Data for analysis:
++++++++
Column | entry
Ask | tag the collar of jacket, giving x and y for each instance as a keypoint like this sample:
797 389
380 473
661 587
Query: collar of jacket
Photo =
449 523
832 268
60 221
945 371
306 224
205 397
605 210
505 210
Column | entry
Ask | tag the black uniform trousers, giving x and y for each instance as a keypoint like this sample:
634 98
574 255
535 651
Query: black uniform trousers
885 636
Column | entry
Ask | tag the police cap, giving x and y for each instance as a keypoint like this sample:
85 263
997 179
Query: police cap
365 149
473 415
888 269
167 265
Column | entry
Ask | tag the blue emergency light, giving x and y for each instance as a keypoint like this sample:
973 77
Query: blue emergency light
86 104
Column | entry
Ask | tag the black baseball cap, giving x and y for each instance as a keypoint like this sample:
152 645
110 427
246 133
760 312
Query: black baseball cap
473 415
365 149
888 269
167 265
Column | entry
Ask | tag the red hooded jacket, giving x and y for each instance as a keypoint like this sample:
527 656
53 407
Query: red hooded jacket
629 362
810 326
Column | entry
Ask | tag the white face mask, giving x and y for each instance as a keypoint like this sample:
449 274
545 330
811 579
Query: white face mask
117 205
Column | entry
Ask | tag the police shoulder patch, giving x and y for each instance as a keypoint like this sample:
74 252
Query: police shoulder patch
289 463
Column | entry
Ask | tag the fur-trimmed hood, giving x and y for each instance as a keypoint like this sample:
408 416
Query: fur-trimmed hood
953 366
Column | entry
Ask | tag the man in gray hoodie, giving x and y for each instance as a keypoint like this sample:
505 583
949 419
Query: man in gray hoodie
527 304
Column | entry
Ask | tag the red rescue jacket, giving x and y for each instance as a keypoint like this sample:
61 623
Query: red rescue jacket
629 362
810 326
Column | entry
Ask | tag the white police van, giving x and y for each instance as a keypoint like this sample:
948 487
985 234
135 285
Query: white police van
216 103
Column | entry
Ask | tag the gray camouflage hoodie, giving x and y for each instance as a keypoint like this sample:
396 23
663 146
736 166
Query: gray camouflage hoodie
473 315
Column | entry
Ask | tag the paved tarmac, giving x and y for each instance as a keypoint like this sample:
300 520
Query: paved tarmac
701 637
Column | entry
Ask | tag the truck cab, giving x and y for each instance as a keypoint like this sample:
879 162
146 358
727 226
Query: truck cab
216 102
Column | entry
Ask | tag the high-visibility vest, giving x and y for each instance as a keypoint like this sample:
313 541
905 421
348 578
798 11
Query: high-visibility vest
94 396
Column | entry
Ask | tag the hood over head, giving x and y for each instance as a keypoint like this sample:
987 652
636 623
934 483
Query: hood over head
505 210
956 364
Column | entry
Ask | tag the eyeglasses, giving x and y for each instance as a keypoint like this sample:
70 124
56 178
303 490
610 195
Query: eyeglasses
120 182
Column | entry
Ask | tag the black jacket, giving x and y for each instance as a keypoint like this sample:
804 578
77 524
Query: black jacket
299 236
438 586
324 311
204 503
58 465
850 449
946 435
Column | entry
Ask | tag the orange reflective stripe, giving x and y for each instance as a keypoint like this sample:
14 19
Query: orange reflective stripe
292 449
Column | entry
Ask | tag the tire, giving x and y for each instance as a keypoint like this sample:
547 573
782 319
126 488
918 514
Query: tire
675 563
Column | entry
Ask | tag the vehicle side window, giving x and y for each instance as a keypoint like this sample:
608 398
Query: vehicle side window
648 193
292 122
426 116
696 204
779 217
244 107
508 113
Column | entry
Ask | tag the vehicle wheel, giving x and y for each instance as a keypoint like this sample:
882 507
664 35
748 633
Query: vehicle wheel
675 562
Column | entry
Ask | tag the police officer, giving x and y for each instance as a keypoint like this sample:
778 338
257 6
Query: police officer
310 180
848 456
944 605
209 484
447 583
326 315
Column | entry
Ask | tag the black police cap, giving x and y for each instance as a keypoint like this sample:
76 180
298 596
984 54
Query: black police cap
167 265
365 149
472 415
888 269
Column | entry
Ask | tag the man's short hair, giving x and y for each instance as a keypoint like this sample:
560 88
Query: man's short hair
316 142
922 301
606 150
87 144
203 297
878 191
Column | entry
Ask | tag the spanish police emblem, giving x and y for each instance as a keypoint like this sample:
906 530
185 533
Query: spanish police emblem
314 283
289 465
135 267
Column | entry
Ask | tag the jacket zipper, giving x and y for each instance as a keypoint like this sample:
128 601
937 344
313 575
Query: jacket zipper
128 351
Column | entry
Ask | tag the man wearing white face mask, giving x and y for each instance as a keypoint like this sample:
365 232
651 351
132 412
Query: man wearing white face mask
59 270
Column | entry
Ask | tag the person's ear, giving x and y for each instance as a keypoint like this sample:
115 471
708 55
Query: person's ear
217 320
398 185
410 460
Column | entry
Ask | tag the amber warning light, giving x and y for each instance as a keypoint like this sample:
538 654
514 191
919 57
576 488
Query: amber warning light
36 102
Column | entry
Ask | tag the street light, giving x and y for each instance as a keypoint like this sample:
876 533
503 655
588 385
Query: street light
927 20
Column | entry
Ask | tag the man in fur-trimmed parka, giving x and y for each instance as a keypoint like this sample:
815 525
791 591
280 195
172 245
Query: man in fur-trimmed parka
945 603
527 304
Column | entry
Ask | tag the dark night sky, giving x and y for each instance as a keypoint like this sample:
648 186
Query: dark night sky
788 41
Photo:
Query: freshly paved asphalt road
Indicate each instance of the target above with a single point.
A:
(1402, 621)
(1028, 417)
++++++++
Problem details: Please reproduce the listing exactly, keeping every line as it is.

Solution:
Column | entry
Ask | tag the collar of jacket, giving x and y for each instance as a keypoint like this sample:
797 389
380 473
661 587
Query: collar of jacket
Photo =
449 523
832 268
60 221
945 371
306 224
205 397
605 210
505 210
Column | entry
Ask | tag the black uniform trousers, giving x and y for each instance as a keypoint like this sample:
634 98
574 255
535 651
Query: black uniform trousers
885 636
Column | entry
Ask | tag the police cap, giving x and y for each instance as a keypoint like this sample:
85 263
997 179
Query: police cap
365 149
473 415
888 269
167 265
Column | entry
Ask | tag the blue emergency light, giving x and y for each instance as a keypoint like this sample:
973 77
Query: blue emergency light
86 104
Column | entry
Ask | tag the black baseball cap, giving x and y for each instance as a keypoint like this sample:
152 645
110 427
246 133
760 312
Query: black baseball cap
473 415
365 149
888 269
167 265
Column | entry
Ask | tag the red hooded jacket, giving x and y for each instance as a keypoint like this sample:
527 656
53 407
Query: red hooded jacket
629 362
810 326
Column | entry
Ask | tag the white face mask, giving x and y for each instance as a keypoint like this sample:
449 274
545 330
811 579
Query: white face mask
117 205
Column | entry
Ask | tag the police shoulder patch, giving x and y for each instance as a keypoint like this sample:
74 252
Query: police shoulder patch
289 463
Column | entry
Ask | tag the fur-trimmed hood, giving x and y for each instance as a keypoint like this sample:
408 416
Query: fur-trimmed hood
953 366
Column | entry
Ask | tag the man in gray hoodie, giving x and y for each instance as a keypoint like this sample:
505 583
949 419
Query: man in gray hoodie
527 304
Column | entry
Ask | tag the red rescue jacket, giving x and y for each instance as a keypoint like this sample:
61 623
Query: red rescue jacket
629 362
810 326
Column | entry
Ask | tag the white police van, giving x and y for each instance as a keypoint like this sample:
948 487
985 234
135 285
Query: white police van
216 103
Column | entry
Ask | tag the gray camouflage hoodie, giving x and y for each instance as a keypoint like this sample:
396 23
663 146
736 166
Query: gray camouflage hoodie
473 315
Column | entry
Ask | tag the paved tarmac, giving x and y for each instance as a keypoint like this sample:
300 520
Query: paved tarmac
701 637
Column | entry
Ask | tag the truck cab, giving x and y for each instance as a keypoint like this sample:
879 162
146 358
727 226
Query: truck cab
216 102
Column | entry
Ask | tag the high-visibility vest, giving x and y for each instance as a keypoint like this sample:
313 541
905 421
348 578
798 11
Query: high-visibility vest
94 396
Column | entry
Ask | tag the hood over head, giving x and y for each instance as a keypoint like this sample:
987 652
636 623
934 483
Query: hood over head
505 210
956 364
Column | entry
Ask | tag the eyeglasses, giving x and y for each instance as a keypoint like this sample:
70 124
56 178
303 490
610 195
Query: eyeglasses
120 182
Column | entry
Ask | tag the black jacket, giving x and y for each instance as a keypoint like this sample:
804 578
77 524
Query: black jacket
299 236
438 586
324 311
204 503
58 465
850 449
946 435
Column | entry
Ask | tag the orange reflective stripe, giving x and y for each instance as a keypoint like this sample:
14 19
Query: orange reflective stripe
292 449
Column | entry
Ask | tag the tire, giving x and y for each instance as a keypoint like this sample:
547 573
782 319
126 488
918 514
Query: tire
675 563
Column | entry
Ask | tag the vehicle side window, giving x and y for each instance as a keypoint like this sample:
608 398
Query: vehicle side window
648 193
292 122
426 116
696 204
779 217
244 107
508 113
Column | entry
Ask | tag the vehicle wheel, giving x and y for each instance as a keypoint like this sample:
882 507
664 35
748 633
Query: vehicle wheel
675 562
Column | entry
Ask | tag the police officer, giving x and y for each instance as a keypoint like this sample:
778 338
257 6
Query: police officer
310 180
848 456
944 605
209 484
447 583
326 315
Column | entry
Ask | tag the black police cap, giving x and y for each instance as a keypoint like this sample:
76 180
298 596
984 54
Query: black police cap
167 265
365 149
472 415
888 269
Column | entry
Ask | tag the man's short hair, giving x and y for each instance as a keypoint like this sample:
560 88
Query: man's short hair
316 142
922 301
606 150
87 144
203 297
878 191
Column | entry
Ask | tag the spanish police emblem, giving x and y for each instance as a keypoint like this sample:
906 530
185 533
Query: spanish police emblem
314 283
289 465
135 267
Column | entry
Ask | tag the jacket zipper, giving x and y for each instance as a keypoint like this sample:
128 601
937 344
313 575
Query: jacket zipper
128 351
Column | entry
Ask | tag the man wearing white face mask, giving x and y for each instance as a keypoint like this sample:
365 232
651 351
132 412
Query: man wearing white face mask
59 270
Column | entry
Ask | tag the person's ear, giving x and y for each instance as a keypoint like this sample:
115 471
708 55
Query: person's ear
217 320
398 185
410 460
Column | entry
Ask | tag the amber warning light, giving x and y for each instance as a keypoint like this sample:
538 654
514 191
919 57
576 488
Query: amber warning light
36 102
Column | entry
Ask | tag the street light, giving x and y for each instance as a keypoint like this sample:
876 533
503 655
588 385
Query: street light
927 20
Column | entry
Ask | tag the man in fur-trimmed parka, giving x and y for each instance as a keypoint like this sample:
815 525
791 591
280 195
172 245
Query: man in fur-trimmed parka
945 603
527 304
Column | entry
Ask | tag the dark night sky, giving x and y for each instance as a keypoint like this sample:
648 186
Query: dark night sky
788 41
Photo:
Query: freshly paved asphalt road
Indicate each instance of the target above with a single point.
A:
(1402, 621)
(1028, 417)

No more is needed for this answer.